• [What is asked]
Count the lines of the rows below that contain the string "green". Reply with that number only.

(Excerpts from a detection dataset)
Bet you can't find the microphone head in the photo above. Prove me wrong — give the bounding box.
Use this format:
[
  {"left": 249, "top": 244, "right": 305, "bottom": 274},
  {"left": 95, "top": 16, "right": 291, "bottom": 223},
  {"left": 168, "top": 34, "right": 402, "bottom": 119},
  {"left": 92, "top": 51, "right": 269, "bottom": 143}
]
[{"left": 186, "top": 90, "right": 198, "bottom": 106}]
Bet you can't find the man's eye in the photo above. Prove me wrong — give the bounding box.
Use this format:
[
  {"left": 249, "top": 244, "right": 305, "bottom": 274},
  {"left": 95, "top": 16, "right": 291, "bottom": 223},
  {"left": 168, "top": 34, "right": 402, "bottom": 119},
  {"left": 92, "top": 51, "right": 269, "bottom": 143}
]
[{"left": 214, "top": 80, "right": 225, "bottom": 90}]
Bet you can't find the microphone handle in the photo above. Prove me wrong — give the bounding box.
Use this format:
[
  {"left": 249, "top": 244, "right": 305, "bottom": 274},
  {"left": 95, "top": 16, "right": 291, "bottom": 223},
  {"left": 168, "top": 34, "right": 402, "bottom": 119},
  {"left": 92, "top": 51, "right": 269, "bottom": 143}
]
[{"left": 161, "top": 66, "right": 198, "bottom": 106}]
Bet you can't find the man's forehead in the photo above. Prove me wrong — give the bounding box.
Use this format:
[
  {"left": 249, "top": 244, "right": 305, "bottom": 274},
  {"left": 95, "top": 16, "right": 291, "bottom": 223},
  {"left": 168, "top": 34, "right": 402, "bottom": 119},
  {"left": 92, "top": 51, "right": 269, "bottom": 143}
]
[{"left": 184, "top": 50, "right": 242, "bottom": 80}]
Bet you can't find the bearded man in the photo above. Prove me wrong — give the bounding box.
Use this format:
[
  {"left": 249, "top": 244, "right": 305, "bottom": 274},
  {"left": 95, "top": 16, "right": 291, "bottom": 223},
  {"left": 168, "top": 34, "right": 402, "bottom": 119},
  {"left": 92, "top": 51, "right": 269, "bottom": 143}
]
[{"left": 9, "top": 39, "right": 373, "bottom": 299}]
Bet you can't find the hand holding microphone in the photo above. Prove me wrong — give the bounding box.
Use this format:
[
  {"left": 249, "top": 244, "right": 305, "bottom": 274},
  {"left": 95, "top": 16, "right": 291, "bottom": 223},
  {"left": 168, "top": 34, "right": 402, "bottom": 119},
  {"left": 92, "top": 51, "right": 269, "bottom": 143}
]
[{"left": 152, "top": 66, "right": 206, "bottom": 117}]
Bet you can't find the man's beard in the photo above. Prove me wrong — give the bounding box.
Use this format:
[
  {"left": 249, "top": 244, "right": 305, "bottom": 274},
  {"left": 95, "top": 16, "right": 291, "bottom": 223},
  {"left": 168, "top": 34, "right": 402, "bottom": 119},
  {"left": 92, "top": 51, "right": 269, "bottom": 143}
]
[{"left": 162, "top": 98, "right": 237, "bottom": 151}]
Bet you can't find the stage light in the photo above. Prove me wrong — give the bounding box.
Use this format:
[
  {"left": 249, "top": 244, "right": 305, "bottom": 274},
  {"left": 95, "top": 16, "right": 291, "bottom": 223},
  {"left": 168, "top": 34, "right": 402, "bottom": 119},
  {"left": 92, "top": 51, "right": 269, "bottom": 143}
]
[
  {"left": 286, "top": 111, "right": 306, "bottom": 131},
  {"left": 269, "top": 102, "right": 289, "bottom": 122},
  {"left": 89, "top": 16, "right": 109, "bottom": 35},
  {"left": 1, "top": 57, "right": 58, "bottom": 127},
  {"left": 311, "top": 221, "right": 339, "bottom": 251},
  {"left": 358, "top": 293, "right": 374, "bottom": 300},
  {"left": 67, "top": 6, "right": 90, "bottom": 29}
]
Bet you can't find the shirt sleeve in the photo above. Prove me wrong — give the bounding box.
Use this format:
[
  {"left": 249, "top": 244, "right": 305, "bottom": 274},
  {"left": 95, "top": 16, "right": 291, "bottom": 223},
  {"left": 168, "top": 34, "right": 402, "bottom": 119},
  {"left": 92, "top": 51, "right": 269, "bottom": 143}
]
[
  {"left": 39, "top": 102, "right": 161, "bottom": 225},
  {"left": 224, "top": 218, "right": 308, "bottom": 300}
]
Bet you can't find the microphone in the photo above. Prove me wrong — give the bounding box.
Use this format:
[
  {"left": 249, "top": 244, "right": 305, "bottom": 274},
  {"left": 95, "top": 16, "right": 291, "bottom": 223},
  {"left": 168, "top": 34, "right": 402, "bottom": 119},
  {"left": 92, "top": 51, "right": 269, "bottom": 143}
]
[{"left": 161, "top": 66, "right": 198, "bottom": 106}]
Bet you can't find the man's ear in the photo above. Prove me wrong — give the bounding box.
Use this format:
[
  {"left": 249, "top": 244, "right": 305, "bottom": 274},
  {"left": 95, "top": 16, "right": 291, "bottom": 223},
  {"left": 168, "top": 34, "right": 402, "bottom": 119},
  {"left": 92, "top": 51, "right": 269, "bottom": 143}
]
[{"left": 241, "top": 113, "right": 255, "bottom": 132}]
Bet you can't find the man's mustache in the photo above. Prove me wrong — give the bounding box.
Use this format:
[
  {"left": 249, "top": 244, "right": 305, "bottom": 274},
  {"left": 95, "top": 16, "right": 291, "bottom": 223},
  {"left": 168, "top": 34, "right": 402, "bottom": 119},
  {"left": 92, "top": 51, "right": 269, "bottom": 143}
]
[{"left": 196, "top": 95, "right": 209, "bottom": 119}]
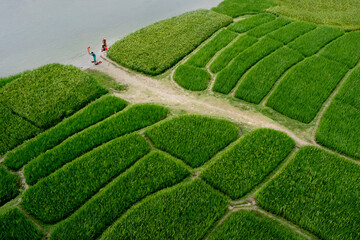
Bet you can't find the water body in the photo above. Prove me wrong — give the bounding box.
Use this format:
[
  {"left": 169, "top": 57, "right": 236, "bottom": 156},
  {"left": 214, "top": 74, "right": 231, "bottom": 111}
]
[{"left": 0, "top": 0, "right": 222, "bottom": 77}]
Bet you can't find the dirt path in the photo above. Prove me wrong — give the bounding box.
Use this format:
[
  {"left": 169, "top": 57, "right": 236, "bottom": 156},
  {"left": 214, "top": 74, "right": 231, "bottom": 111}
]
[{"left": 94, "top": 56, "right": 311, "bottom": 146}]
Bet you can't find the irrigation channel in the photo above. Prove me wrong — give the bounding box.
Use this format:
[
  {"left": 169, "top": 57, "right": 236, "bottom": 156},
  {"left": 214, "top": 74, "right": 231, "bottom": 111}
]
[{"left": 0, "top": 0, "right": 221, "bottom": 77}]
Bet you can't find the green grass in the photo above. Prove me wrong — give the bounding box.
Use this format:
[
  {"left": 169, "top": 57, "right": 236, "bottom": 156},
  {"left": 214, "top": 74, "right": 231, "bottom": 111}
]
[
  {"left": 266, "top": 56, "right": 348, "bottom": 123},
  {"left": 174, "top": 64, "right": 211, "bottom": 91},
  {"left": 0, "top": 103, "right": 40, "bottom": 156},
  {"left": 210, "top": 35, "right": 257, "bottom": 73},
  {"left": 21, "top": 134, "right": 150, "bottom": 223},
  {"left": 235, "top": 47, "right": 304, "bottom": 104},
  {"left": 289, "top": 26, "right": 344, "bottom": 57},
  {"left": 24, "top": 104, "right": 168, "bottom": 185},
  {"left": 50, "top": 152, "right": 190, "bottom": 240},
  {"left": 247, "top": 18, "right": 291, "bottom": 38},
  {"left": 0, "top": 165, "right": 20, "bottom": 206},
  {"left": 0, "top": 64, "right": 107, "bottom": 128},
  {"left": 0, "top": 208, "right": 42, "bottom": 240},
  {"left": 256, "top": 147, "right": 360, "bottom": 239},
  {"left": 0, "top": 73, "right": 23, "bottom": 88},
  {"left": 201, "top": 129, "right": 295, "bottom": 199},
  {"left": 186, "top": 29, "right": 238, "bottom": 68},
  {"left": 108, "top": 10, "right": 232, "bottom": 75},
  {"left": 228, "top": 13, "right": 276, "bottom": 33},
  {"left": 269, "top": 22, "right": 316, "bottom": 44},
  {"left": 100, "top": 180, "right": 229, "bottom": 240},
  {"left": 145, "top": 115, "right": 239, "bottom": 167},
  {"left": 85, "top": 68, "right": 128, "bottom": 91},
  {"left": 269, "top": 0, "right": 360, "bottom": 30},
  {"left": 212, "top": 0, "right": 276, "bottom": 18},
  {"left": 213, "top": 37, "right": 283, "bottom": 94},
  {"left": 209, "top": 210, "right": 307, "bottom": 240},
  {"left": 316, "top": 67, "right": 360, "bottom": 159},
  {"left": 320, "top": 31, "right": 360, "bottom": 68},
  {"left": 4, "top": 96, "right": 127, "bottom": 170}
]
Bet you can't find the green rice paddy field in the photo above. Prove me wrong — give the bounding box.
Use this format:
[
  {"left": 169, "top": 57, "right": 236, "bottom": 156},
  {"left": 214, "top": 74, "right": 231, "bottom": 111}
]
[{"left": 0, "top": 0, "right": 360, "bottom": 240}]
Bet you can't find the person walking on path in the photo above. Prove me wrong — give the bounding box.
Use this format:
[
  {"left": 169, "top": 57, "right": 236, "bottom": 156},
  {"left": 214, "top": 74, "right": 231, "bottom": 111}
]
[
  {"left": 87, "top": 46, "right": 102, "bottom": 65},
  {"left": 101, "top": 38, "right": 107, "bottom": 52}
]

• [Output of the task]
2